▶ _Exercise task_
Reproduce the following lines word for word, with nothing changed.

........

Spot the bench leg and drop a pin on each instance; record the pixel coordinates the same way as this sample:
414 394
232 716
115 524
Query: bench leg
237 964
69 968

........

▶ _Exercise response_
Spot the bench leg and drop a pin on each instance; record the pixel coordinates the same way as this sample:
414 394
232 716
115 524
Query: bench leg
237 964
69 968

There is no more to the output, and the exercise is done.